■ **Page extract**:
>>>>
Meeting the purified water needs of SSDs

Sterile services departments require large volumes of high purity water to ensure a consistent supply of clean, sterilised equipment throughout the hospital. MARK BOSLEY explains how the contamination challenges facing hospital staff today can be addressed by modern water purification technology.

Operating theatres rely heavily on the support of hospital sterile services departments (SSDs) to supply them with clean, sterilised equipment. SSDs therefore require large volumes of high purity water for a range of uses, from endoscope and equipment washing and sterilisation, to rinse water for automated washer disinfectors and to autoclaves which sterilise equipment and supplies using high pressure saturated steam. In addition, high purity water is used as a final rinsing agent to remove any remaining traces of detergent and sanitising agents from washer disinfectors and to provide steam for thermal disinfection. Purified water is a vital supply within hospitals, playing a pivotal role in every aspect of the decontamination process. In this role it must also meet required standards for washer disinfectors, endoscope reprocessors, clean steam generators and autoclaves. To meet these standards and ensure a constant supply of the correct grade of pure water, many hospitals will install a water purification plant with a circulating ring main. However, several different grades of pure water are required for these applications, and SSDs can vary greatly in terms of size and requirements. Hospital SSDs require the hygienic sterilisation of operating instruments to ensure safe implementation practices within operating theatres and a high and consistent volume of purified water for use as final rinse in automated washer disinfectors or endoscope reprocessors to remove any trace contaminants from instruments or endoscopes. There is also a need for traceability. Hospitals are capable of investigating and tracing sources of contamination and this requires permanent documentation of all procedures. This has led to the development of water purification technology that incorporates an integrated validation programming system, which constantly records water quality and system status.
<<<<
■ **Provided records**:
>>>>
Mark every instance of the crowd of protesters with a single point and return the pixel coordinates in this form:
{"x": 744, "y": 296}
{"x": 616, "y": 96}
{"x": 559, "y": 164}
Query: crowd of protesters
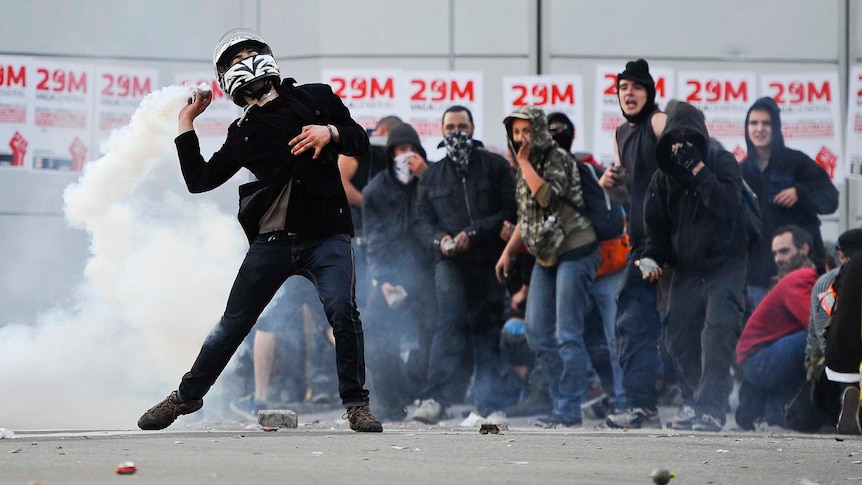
{"x": 482, "y": 280}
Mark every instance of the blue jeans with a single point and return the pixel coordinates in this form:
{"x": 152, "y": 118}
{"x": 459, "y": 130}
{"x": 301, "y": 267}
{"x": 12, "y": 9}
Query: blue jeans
{"x": 605, "y": 290}
{"x": 470, "y": 302}
{"x": 556, "y": 303}
{"x": 638, "y": 331}
{"x": 328, "y": 263}
{"x": 774, "y": 374}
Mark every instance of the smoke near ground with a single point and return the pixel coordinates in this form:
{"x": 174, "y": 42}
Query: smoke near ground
{"x": 160, "y": 267}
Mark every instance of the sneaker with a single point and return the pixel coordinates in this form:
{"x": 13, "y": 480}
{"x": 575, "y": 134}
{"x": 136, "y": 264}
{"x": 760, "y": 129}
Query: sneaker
{"x": 848, "y": 420}
{"x": 428, "y": 412}
{"x": 362, "y": 421}
{"x": 246, "y": 407}
{"x": 684, "y": 419}
{"x": 166, "y": 412}
{"x": 707, "y": 423}
{"x": 635, "y": 418}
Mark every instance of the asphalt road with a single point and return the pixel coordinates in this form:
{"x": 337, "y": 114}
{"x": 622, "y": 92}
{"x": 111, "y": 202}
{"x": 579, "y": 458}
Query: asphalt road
{"x": 324, "y": 450}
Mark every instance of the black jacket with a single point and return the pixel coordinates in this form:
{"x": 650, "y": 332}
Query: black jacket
{"x": 258, "y": 142}
{"x": 394, "y": 253}
{"x": 786, "y": 168}
{"x": 695, "y": 223}
{"x": 476, "y": 203}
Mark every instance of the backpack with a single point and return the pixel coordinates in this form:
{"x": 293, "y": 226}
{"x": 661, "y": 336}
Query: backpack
{"x": 605, "y": 214}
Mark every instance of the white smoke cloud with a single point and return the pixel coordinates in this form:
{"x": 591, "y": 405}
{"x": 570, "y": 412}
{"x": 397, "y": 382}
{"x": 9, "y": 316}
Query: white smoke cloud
{"x": 160, "y": 268}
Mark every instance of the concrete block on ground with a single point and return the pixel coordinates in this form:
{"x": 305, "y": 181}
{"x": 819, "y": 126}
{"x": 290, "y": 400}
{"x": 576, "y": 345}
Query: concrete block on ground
{"x": 279, "y": 418}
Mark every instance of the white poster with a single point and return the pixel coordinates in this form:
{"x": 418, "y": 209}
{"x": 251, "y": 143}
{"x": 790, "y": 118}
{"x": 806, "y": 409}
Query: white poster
{"x": 16, "y": 112}
{"x": 63, "y": 115}
{"x": 724, "y": 97}
{"x": 608, "y": 114}
{"x": 369, "y": 94}
{"x": 556, "y": 93}
{"x": 211, "y": 126}
{"x": 810, "y": 114}
{"x": 120, "y": 91}
{"x": 430, "y": 93}
{"x": 853, "y": 153}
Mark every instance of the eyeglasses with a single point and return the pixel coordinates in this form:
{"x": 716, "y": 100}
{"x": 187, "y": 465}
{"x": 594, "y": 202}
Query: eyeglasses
{"x": 555, "y": 128}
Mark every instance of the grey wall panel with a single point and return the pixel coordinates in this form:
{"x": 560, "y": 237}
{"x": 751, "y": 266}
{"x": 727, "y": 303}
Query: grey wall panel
{"x": 384, "y": 28}
{"x": 494, "y": 69}
{"x": 766, "y": 29}
{"x": 292, "y": 27}
{"x": 491, "y": 27}
{"x": 161, "y": 29}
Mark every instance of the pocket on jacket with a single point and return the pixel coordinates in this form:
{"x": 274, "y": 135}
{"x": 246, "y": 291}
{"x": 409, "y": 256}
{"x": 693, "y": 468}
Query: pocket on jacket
{"x": 324, "y": 201}
{"x": 486, "y": 197}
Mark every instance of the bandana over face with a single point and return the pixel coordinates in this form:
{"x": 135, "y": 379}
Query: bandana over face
{"x": 402, "y": 168}
{"x": 459, "y": 147}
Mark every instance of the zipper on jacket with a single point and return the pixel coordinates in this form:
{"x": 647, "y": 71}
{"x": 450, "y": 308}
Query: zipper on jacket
{"x": 466, "y": 197}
<<<<
■ **List of tasks**:
a) According to the article on purified water for SSDs, what do autoclaves use to sterilize equipment and supplies?
b) Summarize the article on purified water for SSDs in two sentences.
c) Pick up the article on purified water for SSDs after its last sentence and continue it.

■ **Results by task**:
a) High pressure saturated steam.

b) Hospital sterile services departments need large volumes of high purity water to wash, rinse, disinfect and sterilize the equipment that operating theatres depend on, so many hospitals install a water purification plant with a circulating ring main. Because hospitals must be able to trace sources of contamination through permanent documentation, purification technology now includes an integrated validation programming system that constantly records water quality and system status.

c)
The cost of HAIs

 In recent years, incidents of patients contracting hospital-acquired infections (HAIs) have cost the NHS dearly and, while most statistics seem to indicate that the situation is improving, the accumulated financial figure is now well past the £1 billion mark. In 2010, the BBC reported that, according to the most recent estimate, the cost of treating HAIs in the NHS is about £180 m per year. Professor Jacqui Reilly, head of the healthcare-associated infection and infection control group at Health Protection Scotland, was one of many commentators who recognised that infection rates still represent a ‘substantial burden’ every year and that, ‘efforts should continue to focus on preventing and controlling these infections to the irreducible minimum.’ In response to such findings, hospital staff are increasingly employing high performance water purification units as a crucial part of the disinfection process and manufacturers are enhancing their products and services to provide everincreasing levels of defence against infection.